### To be done
Print verbatim every line starting at the one that contains "If you could indicate the short-sleeved" and ending at the final line of the records; include both endpoints.

### Entries provided
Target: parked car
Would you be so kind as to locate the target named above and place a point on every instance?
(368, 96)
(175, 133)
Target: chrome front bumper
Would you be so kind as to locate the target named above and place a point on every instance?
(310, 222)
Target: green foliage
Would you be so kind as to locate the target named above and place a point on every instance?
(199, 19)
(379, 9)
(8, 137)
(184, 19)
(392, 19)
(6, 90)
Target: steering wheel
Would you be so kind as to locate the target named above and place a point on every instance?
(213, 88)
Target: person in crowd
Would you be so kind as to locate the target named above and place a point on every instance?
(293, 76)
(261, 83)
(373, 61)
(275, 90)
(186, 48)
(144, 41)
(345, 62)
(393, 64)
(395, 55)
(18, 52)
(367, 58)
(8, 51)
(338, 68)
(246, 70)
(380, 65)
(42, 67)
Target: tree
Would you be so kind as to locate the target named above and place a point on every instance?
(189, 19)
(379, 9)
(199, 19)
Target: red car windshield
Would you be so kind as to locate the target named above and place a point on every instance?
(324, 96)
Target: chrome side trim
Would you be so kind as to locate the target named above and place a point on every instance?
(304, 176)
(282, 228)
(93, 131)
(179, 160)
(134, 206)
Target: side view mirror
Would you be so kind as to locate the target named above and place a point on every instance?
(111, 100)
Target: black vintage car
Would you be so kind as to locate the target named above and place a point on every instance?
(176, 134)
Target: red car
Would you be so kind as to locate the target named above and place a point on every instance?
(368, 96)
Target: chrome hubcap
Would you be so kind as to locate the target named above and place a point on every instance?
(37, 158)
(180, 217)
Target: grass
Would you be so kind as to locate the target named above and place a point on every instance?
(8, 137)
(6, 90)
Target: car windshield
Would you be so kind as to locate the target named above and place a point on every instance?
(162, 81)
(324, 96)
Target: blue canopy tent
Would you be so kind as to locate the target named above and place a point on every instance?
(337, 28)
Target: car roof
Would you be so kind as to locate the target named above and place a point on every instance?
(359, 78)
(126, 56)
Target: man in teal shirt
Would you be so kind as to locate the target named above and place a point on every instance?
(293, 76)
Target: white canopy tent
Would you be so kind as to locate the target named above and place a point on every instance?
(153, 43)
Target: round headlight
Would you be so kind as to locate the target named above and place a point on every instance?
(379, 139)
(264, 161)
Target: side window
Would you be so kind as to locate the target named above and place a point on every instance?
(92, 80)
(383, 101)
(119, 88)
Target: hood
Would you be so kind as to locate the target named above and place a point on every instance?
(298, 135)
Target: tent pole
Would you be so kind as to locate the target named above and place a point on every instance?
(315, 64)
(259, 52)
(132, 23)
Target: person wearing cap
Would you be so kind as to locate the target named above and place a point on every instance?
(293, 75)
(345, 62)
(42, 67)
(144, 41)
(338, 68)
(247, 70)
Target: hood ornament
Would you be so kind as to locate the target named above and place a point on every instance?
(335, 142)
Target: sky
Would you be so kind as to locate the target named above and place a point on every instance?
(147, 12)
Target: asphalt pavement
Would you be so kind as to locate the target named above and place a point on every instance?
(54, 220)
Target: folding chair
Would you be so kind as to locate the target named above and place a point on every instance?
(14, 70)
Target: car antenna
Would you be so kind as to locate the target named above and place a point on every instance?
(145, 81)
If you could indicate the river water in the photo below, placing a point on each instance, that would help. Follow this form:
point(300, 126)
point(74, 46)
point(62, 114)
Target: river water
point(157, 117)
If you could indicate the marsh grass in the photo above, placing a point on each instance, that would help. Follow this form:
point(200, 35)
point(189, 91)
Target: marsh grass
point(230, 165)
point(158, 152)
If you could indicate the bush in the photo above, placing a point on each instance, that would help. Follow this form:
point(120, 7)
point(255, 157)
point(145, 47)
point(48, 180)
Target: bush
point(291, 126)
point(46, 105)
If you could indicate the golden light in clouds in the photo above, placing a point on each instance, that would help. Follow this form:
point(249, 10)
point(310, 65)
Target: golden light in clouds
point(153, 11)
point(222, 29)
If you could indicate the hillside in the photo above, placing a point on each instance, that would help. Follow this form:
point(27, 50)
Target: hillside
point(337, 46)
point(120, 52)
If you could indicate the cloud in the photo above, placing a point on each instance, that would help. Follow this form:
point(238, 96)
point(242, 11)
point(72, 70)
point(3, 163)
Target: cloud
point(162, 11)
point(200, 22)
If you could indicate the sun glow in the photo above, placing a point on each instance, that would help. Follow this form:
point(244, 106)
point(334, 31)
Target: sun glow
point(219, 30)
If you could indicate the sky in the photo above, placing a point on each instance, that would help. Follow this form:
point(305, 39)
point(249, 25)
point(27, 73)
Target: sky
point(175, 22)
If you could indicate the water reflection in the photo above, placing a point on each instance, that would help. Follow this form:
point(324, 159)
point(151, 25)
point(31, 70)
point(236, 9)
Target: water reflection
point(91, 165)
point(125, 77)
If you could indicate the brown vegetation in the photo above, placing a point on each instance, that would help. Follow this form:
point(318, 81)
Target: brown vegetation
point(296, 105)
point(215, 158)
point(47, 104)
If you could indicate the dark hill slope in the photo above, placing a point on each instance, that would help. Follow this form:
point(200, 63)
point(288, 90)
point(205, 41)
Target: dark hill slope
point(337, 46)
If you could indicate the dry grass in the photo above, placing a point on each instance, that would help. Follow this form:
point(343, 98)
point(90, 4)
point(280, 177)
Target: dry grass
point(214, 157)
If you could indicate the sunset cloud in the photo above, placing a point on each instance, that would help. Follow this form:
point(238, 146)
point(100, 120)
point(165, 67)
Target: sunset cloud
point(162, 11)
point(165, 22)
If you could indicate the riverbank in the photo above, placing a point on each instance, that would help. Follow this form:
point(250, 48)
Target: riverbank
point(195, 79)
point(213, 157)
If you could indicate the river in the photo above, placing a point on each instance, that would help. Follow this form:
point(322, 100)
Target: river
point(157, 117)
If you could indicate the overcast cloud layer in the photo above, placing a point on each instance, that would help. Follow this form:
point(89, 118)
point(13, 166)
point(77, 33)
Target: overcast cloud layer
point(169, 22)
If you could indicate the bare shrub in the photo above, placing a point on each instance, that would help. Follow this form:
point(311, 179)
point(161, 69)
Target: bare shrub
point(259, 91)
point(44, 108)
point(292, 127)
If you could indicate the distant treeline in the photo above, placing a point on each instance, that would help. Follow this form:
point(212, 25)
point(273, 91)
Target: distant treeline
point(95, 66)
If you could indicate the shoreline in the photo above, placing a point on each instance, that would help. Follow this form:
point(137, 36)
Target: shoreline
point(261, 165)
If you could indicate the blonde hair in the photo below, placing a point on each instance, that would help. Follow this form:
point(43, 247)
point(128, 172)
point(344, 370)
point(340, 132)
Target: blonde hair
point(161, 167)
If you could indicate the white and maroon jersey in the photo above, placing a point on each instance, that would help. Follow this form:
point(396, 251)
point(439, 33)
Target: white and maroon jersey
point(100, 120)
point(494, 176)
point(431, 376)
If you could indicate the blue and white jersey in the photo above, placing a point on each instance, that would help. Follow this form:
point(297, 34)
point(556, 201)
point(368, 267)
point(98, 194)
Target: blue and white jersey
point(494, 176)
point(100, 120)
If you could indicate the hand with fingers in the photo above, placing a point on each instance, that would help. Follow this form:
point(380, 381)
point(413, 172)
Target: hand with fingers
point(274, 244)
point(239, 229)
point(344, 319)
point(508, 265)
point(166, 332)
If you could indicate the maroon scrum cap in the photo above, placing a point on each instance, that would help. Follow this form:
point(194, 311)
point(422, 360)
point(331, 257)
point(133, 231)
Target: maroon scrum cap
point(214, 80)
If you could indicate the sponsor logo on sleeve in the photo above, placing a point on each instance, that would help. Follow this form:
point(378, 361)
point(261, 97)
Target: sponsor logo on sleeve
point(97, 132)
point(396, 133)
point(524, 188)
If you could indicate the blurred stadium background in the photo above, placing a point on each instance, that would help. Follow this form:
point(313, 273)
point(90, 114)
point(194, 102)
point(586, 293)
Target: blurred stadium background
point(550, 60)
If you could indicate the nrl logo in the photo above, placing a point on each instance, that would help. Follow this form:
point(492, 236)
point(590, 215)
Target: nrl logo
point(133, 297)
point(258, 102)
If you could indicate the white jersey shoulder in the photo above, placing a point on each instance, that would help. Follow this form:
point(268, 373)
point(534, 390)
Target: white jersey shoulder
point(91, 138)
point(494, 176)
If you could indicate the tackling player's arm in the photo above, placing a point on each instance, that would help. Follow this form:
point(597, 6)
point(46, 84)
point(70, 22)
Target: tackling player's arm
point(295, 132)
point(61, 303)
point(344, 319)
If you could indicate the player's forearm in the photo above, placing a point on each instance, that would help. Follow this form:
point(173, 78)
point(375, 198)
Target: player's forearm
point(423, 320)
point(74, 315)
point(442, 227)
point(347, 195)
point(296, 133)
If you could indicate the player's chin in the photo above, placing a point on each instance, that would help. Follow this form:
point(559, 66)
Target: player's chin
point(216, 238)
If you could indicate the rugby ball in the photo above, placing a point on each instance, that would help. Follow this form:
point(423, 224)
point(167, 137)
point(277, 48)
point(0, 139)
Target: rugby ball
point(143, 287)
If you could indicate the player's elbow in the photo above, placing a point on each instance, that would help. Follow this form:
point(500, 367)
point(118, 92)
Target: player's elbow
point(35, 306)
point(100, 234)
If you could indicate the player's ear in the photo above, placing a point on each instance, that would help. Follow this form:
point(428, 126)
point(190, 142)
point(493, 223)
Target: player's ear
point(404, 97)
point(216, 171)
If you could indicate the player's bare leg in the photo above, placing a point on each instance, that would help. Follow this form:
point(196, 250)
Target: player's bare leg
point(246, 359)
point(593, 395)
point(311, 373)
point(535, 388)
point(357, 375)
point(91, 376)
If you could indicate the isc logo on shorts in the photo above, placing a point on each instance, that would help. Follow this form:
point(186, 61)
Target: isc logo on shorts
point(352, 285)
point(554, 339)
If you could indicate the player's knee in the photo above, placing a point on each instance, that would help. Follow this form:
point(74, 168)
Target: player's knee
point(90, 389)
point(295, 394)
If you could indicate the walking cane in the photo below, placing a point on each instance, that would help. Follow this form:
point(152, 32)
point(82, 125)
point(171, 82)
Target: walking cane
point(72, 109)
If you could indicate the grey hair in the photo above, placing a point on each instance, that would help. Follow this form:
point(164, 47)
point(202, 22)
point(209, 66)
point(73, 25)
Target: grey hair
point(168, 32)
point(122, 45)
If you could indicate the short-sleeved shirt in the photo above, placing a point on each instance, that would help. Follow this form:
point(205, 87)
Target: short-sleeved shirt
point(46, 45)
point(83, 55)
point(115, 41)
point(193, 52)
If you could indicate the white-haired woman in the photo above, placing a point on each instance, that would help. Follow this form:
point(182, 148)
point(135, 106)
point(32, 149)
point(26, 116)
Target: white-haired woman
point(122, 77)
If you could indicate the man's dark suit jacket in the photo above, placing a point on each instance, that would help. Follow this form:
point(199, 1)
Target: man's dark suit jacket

### The answer
If you could indicate the short-sleeved shirt in the photo above, placing a point on each instance, that would help. Follow this form:
point(205, 87)
Target: short-sleeved shirt
point(46, 45)
point(83, 55)
point(115, 41)
point(193, 52)
If you could indicate the white-haired woman in the photo above, placing a point on each instance, that would help. Follow this form:
point(182, 148)
point(135, 106)
point(32, 149)
point(26, 116)
Target: white-haired woman
point(122, 77)
If you could indicate the man's dark suit jacket in the photo above, placing a point on each instance, that would help. Follow this form:
point(199, 1)
Target: man's dark suit jacket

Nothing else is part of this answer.